Information supplied —
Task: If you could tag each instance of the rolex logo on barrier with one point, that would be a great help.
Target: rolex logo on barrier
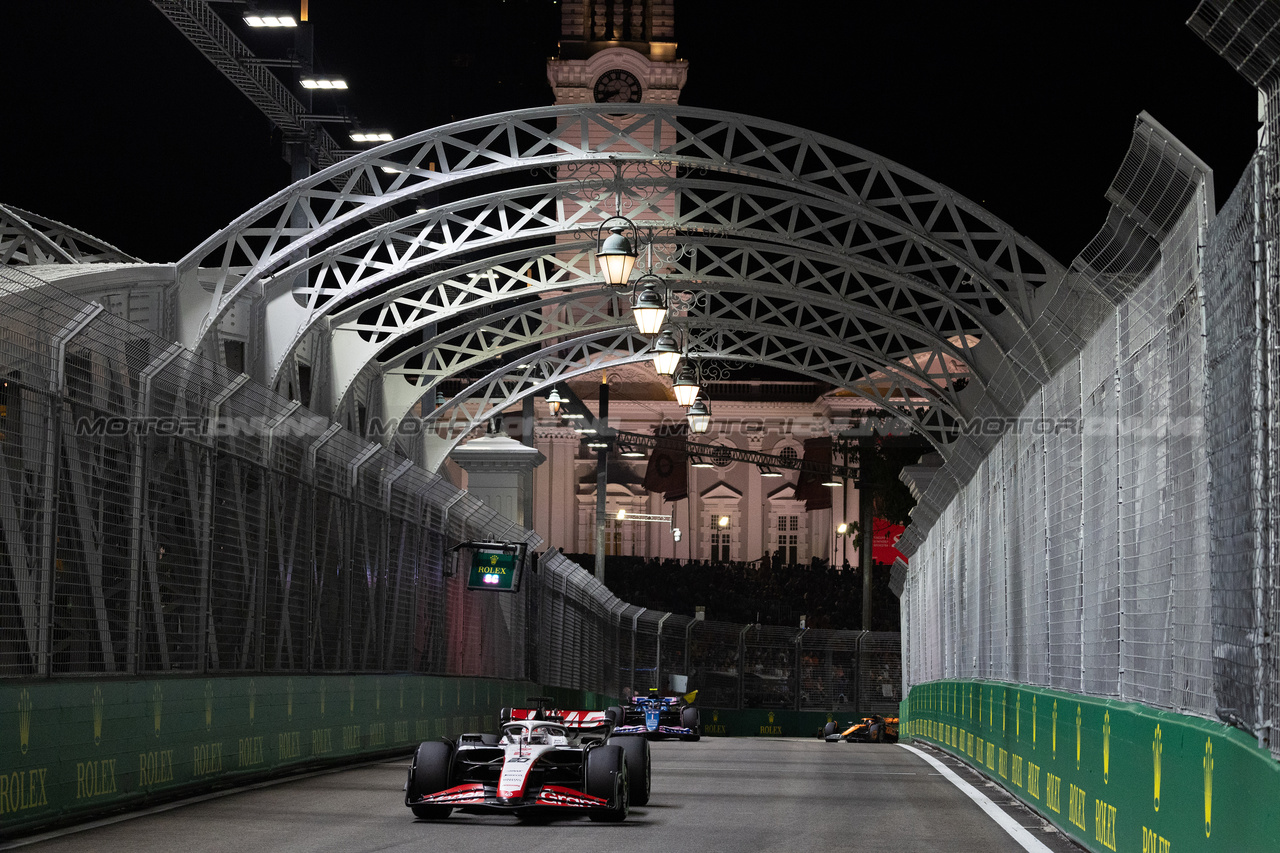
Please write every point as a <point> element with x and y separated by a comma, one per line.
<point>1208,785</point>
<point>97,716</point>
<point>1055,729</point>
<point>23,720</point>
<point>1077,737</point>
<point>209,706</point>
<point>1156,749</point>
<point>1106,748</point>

==

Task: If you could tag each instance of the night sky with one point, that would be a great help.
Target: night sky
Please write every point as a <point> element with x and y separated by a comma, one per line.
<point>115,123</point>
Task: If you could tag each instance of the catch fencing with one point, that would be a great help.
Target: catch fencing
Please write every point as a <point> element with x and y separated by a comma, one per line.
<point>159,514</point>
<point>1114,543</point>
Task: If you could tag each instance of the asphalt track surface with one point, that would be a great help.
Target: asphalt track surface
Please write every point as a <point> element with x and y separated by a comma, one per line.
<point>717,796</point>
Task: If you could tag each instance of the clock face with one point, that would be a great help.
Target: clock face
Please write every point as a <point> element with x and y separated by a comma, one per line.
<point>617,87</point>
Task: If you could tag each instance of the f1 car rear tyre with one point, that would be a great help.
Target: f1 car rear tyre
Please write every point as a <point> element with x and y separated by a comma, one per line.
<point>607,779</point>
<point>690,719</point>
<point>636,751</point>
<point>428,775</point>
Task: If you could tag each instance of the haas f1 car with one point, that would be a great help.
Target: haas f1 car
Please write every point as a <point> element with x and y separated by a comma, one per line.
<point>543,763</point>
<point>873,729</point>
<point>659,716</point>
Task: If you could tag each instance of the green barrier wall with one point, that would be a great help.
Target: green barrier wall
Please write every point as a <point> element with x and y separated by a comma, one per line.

Task requirements — Reproduce the data, starting with the line containing "Task: If you could tag each instance of the rolex" and continuing through the line containing "<point>1106,748</point>", with every line of text kept and the picture omitted. Offset every x and y coordinate within the point tags by -47.

Answer in full —
Task: If you could tag each instance of the rolex logo on barrier with one point, that would be a great help.
Target: rolex logo on barrier
Please write every point as a <point> element with x and y separated by a comma, one per line.
<point>1161,738</point>
<point>50,669</point>
<point>1008,682</point>
<point>-24,673</point>
<point>1030,690</point>
<point>162,659</point>
<point>1109,702</point>
<point>1059,701</point>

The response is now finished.